If you want evidence that supply chain problems have left companies and consumers with a tougher row to hoe, look no further than this: a shortage of garden gnomes, plastic and otherwise.
That’s right. The BBC reports that garden centers in the U.K. are woefully out of stock of the diminutive decorations and linked it to general shortages of garden furniture and other home products.
They blamed it on an increase in demand, coupled with shipping and manufacturing problems in the pandemic and exacerbated by short-term hiccups from the recent Suez Canal ship blockage.
Of course most of the attention about the world’s supply chain problems have gone to bigger concerns, like a shortage of microchips stalling auto production or the European plastic processors trade group sounding warnings about resin shortages unlike what they’ve seen before.
Still, the garden gnome shortage is clearly a thorny situation for some.
One center reported it hadn’t had a garden dwarf of plastic, stone or other material in stock in six months. The industry’s trade association pointed to the popularity of gardening in lockdowns creating real difficulties for supply chains.
Here’s a COVID-19 adjustment that’s gone better.
Injection molding machine maker Arburg GmbH & Co. KG reports it’ll be fully stocked with apprentices taking on full-time jobs.
The Lossburg, Germany-based firm said it’s hired all 59 apprentices in its training programs, and it marked the occasion with four socially distanced welcome ceremonies earlier this month.
The company said all the apprentices and students from Baden-Württemberg Cooperative State University were able to complete their training in a pandemic.
Renate Keinath, the managing partner of Arburg responsible for personnel management, suggested the online learning adjustments required under COVID-19 could actually give the new employees some additional competence in digitalization, as the industry moves in that direction.
Arburg said it’s pressing ahead with more apprentices for its 3,200-employee workforce.
It has 73 contracts signed for the new training year beginning in September and plans its Arburg Info Days July 2-3 for future students to learn about its 15 skilled occupations and relevant university programs.
With Earth Day approaching on April 22, the economics around recycling are getting more attention.
Here’s a detailed story from the Post and Courier newspaper looking at how some South Carolina communities are taking very different approaches with their curbside recycling. Plastics figures prominently.

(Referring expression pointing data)

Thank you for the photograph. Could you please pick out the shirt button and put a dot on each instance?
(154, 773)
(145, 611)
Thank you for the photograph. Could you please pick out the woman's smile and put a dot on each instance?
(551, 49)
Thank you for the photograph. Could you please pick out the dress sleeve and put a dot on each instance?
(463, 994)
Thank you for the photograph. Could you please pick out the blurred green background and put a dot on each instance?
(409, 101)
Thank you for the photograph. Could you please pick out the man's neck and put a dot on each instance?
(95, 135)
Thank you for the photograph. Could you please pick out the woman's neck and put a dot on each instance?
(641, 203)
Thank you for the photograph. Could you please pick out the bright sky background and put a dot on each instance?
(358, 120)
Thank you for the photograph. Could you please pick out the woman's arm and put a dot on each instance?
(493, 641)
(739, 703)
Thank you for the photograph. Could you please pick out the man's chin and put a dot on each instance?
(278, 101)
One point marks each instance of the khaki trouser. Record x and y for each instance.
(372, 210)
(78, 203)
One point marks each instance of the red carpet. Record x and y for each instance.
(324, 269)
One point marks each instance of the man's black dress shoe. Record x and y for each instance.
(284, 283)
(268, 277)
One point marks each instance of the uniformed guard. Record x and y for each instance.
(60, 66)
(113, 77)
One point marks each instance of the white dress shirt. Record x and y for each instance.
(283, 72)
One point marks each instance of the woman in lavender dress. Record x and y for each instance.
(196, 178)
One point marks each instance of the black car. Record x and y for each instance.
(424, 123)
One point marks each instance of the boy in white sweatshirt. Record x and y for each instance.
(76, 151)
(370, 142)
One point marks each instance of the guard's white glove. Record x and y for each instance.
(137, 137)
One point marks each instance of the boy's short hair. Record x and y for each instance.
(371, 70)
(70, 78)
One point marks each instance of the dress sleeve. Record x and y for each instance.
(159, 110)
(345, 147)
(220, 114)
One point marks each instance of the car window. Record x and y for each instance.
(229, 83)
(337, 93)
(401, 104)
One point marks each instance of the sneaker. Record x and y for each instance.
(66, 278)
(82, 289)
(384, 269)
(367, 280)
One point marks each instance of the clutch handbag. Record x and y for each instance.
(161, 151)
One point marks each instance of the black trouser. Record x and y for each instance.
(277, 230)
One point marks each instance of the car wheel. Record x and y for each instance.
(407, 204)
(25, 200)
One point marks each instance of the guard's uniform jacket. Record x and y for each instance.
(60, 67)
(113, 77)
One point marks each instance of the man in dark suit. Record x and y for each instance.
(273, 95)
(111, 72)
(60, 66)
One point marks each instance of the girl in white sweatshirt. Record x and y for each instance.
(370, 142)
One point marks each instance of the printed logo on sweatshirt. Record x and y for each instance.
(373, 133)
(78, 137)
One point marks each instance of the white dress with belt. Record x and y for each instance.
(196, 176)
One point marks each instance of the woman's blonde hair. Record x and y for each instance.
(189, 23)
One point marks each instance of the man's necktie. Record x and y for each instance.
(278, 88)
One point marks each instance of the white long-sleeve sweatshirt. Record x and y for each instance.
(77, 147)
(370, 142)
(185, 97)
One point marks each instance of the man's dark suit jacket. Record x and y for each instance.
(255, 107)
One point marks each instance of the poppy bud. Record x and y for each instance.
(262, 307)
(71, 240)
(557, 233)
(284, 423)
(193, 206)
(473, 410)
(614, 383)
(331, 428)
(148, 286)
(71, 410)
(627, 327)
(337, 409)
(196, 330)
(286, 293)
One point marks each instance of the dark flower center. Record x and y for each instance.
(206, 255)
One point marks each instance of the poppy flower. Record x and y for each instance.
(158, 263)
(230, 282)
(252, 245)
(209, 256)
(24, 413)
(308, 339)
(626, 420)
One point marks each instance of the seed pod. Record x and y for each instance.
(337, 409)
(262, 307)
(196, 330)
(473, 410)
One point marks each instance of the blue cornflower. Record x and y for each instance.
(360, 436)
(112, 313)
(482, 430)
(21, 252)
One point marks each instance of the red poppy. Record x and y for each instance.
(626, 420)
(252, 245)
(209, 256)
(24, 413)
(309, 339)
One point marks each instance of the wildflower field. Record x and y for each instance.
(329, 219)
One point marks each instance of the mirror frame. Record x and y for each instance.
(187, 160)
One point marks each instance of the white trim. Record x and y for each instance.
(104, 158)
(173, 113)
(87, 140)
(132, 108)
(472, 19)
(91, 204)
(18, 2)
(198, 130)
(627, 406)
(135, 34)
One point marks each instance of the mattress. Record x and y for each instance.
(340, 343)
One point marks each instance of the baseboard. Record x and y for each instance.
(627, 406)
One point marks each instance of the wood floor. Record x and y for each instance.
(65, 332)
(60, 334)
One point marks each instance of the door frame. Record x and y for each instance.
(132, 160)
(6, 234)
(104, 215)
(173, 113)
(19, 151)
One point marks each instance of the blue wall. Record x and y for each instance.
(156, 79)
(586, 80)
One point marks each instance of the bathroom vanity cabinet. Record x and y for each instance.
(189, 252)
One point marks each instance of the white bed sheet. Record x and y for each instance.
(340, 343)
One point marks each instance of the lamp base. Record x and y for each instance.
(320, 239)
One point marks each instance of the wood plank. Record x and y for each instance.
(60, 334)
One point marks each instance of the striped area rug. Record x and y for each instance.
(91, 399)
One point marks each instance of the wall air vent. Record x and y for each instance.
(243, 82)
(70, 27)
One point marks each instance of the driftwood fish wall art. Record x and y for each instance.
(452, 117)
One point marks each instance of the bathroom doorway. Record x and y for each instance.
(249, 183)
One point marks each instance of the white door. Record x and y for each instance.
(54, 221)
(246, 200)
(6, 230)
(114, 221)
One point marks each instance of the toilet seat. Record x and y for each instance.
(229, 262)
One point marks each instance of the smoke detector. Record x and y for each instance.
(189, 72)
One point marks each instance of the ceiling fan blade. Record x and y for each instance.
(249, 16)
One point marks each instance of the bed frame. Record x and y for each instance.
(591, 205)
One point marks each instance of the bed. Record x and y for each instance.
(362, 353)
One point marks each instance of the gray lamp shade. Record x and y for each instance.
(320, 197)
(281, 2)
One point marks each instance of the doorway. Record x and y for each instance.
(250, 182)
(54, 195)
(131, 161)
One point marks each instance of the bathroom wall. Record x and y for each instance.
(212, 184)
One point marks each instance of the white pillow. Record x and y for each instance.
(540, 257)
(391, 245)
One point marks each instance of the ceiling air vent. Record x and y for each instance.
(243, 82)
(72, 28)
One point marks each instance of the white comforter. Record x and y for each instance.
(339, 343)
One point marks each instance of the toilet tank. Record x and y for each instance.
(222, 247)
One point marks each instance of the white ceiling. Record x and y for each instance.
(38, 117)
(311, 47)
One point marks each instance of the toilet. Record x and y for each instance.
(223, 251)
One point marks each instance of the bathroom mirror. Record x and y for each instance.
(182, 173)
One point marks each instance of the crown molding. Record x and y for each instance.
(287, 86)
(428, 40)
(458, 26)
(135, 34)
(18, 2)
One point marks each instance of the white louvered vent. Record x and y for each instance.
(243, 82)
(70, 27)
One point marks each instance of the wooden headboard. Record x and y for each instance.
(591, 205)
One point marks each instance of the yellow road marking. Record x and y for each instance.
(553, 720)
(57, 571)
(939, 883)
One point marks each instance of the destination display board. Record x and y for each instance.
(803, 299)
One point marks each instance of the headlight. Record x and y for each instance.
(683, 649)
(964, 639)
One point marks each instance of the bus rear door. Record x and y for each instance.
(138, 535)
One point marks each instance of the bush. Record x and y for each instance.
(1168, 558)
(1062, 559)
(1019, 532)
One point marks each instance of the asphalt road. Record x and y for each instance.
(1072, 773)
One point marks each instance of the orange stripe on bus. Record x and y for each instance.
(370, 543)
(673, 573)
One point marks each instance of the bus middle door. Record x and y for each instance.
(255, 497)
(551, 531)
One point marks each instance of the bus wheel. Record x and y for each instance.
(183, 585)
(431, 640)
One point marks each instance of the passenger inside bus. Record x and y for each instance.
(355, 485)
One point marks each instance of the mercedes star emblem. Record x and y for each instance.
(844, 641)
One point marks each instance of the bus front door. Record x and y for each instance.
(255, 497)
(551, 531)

> _What to do_
#1 According to the news roundup, how many apprentices in its training programs did Arburg hire?
#2 Shorten the paragraph of the news roundup that begins "One center reported it hadn't had a garden dwarf," keeping its main facts.
#3 Output everything in the news roundup from "They blamed it" down to "situation for some.".
The listing was taken from a source unrelated to the news roundup.

> _Results for each task_
#1 All 59 of them.

#2 One garden center had gone six months without a single gnome in stock, whether plastic, stone or any other material. The industry's trade association blamed the supply chain difficulties on the popularity of gardening during lockdowns.

#3
They blamed it on an increase in demand, coupled with shipping and manufacturing problems in the pandemic and exacerbated by short-term hiccups from the recent Suez Canal ship blockage.
Of course most of the attention about the world’s supply chain problems have gone to bigger concerns, like a shortage of microchips stalling auto production or the European plastic processors trade group sounding warnings about resin shortages unlike what they’ve seen before.
Still, the garden gnome shortage is clearly a thorny situation for some.